*** Source text

Friday, January 25, 2019

Do I have a reader with a waterfall fetish? And more.

The theme today is (duh) waterfalls. There are lots from various places along the way.

This one, for example is about the most colour Doubtful Sound showed.


Tricked you! Technically, there's falling spraying water, but it's organized in front of Larnach Castle.



A beach photo, taken in a howling rain storm. I was out just long enough to compose, focus, click, and I was soaked to the ass getting back in the car. The things I do for my readers.


Here on down it's Doubtful Sound. This is actually on the road to Doubtful Sound. The tour bus driver slowed down for us.

Bonus trees in the mist. This area is part of a tree slide. Yes, just like an avalanche of snow or mud, but with trees. It turns out there isn't much between granite and air, and if doesn't rain for 5 or 6 days they call it a drought and the moss dries out and the trees fall off the mountain.









There are some more waterfalls from Milford in the huge backlog, so don't go away. Oops, I lied, here's one from Milford Sound.


Those two tours were amazing! I'm glad I didn't try to drive up to Milford Sound. Remember the bad old days of the pass near Golden? Like that only more so. With road works, as they call it here. A couple of the places we stopped along the way I probably could have stayed longer, and we didn't stop in one place I'd have blocked traffic to get that reflection shot. Then again, I might not have noticed it at all due to the overwhelming need to pay complete and total attention to the road.

******

* _Set of tasks_:
[A] Which place names appear in the waterfall post? List each distinct name as it is written there.
[B] In the waterfall post, rework everything from "The theme today" down to "down for us.", putting "fierce rainstorm" in place of "howling rain storm".
The material that comes next has no connection to the waterfall post.

*** Record extracts

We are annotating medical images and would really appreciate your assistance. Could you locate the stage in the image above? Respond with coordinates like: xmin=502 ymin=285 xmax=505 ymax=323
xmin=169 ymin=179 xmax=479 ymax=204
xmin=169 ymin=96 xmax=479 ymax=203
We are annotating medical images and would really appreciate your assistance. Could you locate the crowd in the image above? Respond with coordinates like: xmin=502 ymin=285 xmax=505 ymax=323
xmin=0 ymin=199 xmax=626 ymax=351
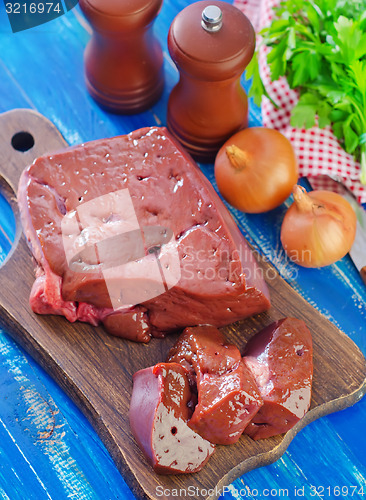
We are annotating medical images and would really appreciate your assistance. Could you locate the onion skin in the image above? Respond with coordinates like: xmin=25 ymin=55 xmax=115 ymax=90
xmin=281 ymin=186 xmax=357 ymax=267
xmin=215 ymin=127 xmax=298 ymax=213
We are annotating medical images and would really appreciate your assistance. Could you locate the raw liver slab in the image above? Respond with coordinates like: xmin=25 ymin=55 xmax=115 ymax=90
xmin=18 ymin=128 xmax=270 ymax=342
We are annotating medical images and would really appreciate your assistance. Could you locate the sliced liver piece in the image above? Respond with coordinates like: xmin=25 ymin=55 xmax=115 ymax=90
xmin=18 ymin=128 xmax=270 ymax=342
xmin=129 ymin=363 xmax=215 ymax=474
xmin=167 ymin=326 xmax=263 ymax=444
xmin=243 ymin=318 xmax=313 ymax=439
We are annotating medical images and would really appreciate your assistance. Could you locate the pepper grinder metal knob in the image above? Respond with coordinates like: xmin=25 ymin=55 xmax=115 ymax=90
xmin=201 ymin=5 xmax=222 ymax=32
xmin=79 ymin=0 xmax=164 ymax=114
xmin=167 ymin=0 xmax=255 ymax=161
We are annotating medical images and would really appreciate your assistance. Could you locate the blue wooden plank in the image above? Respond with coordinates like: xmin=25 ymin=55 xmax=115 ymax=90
xmin=0 ymin=331 xmax=133 ymax=500
xmin=0 ymin=0 xmax=366 ymax=500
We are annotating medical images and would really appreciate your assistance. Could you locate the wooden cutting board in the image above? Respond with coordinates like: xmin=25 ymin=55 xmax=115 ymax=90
xmin=0 ymin=110 xmax=366 ymax=500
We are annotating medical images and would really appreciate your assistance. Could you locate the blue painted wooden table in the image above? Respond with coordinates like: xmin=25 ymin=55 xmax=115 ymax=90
xmin=0 ymin=0 xmax=366 ymax=500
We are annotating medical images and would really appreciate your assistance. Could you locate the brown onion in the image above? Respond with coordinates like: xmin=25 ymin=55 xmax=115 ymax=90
xmin=281 ymin=186 xmax=356 ymax=267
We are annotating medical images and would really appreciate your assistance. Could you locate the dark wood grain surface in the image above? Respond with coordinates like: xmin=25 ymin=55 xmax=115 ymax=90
xmin=0 ymin=110 xmax=366 ymax=499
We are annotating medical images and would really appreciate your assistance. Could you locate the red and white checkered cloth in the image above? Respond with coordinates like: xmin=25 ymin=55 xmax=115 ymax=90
xmin=234 ymin=0 xmax=366 ymax=203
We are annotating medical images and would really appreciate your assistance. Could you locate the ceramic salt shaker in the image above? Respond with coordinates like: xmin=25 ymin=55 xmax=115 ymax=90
xmin=80 ymin=0 xmax=164 ymax=114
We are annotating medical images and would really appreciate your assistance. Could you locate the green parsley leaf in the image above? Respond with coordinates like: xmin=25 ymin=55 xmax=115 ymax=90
xmin=250 ymin=0 xmax=366 ymax=183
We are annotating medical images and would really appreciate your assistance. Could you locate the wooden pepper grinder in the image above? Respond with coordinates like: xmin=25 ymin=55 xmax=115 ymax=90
xmin=80 ymin=0 xmax=164 ymax=114
xmin=167 ymin=0 xmax=255 ymax=161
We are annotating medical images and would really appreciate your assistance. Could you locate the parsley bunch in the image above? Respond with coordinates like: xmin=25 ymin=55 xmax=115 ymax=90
xmin=246 ymin=0 xmax=366 ymax=184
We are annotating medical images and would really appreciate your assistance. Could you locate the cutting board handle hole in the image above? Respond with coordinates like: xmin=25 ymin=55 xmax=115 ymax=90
xmin=11 ymin=131 xmax=34 ymax=153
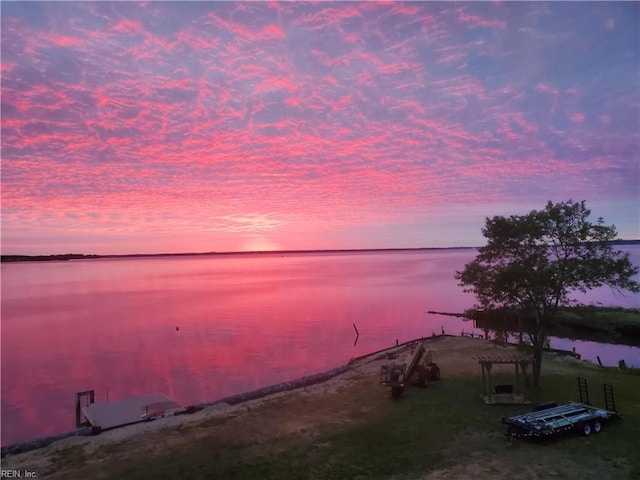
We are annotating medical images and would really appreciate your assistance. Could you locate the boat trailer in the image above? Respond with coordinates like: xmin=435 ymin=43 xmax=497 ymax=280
xmin=502 ymin=378 xmax=618 ymax=439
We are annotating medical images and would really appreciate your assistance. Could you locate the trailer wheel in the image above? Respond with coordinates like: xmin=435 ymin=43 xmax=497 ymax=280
xmin=591 ymin=420 xmax=602 ymax=433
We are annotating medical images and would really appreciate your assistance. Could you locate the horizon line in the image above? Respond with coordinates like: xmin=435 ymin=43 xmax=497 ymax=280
xmin=0 ymin=239 xmax=640 ymax=261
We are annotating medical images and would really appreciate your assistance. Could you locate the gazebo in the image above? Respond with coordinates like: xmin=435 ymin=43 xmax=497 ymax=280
xmin=474 ymin=352 xmax=533 ymax=405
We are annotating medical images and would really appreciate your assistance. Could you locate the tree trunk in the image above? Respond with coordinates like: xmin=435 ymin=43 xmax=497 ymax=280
xmin=533 ymin=328 xmax=547 ymax=394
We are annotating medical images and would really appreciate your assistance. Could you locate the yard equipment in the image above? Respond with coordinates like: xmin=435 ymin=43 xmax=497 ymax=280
xmin=380 ymin=342 xmax=440 ymax=398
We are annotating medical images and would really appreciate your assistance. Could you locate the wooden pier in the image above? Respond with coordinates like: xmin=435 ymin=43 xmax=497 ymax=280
xmin=76 ymin=390 xmax=185 ymax=431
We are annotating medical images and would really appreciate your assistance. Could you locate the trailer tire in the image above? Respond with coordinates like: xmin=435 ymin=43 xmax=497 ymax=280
xmin=591 ymin=420 xmax=602 ymax=433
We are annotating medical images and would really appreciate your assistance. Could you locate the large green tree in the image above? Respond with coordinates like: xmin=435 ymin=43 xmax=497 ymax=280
xmin=456 ymin=200 xmax=640 ymax=388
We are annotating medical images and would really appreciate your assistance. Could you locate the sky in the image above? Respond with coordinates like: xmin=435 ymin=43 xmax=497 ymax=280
xmin=1 ymin=1 xmax=640 ymax=255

******

* _Exercise answers_:
[A] Doubtful Sound, Larnach Castle, Milford, Milford Sound, Golden

[B]
The theme today is (duh) waterfalls. There are lots from various places along the way.

This one, for example is about the most colour Doubtful Sound showed.


Tricked you! Technically, there's falling spraying water, but it's organized in front of Larnach Castle.



A beach photo, taken in a fierce rainstorm. I was out just long enough to compose, focus, click, and I was soaked to the ass getting back in the car. The things I do for my readers.


Here on down it's Doubtful Sound. This is actually on the road to Doubtful Sound. The tour bus driver slowed down for us.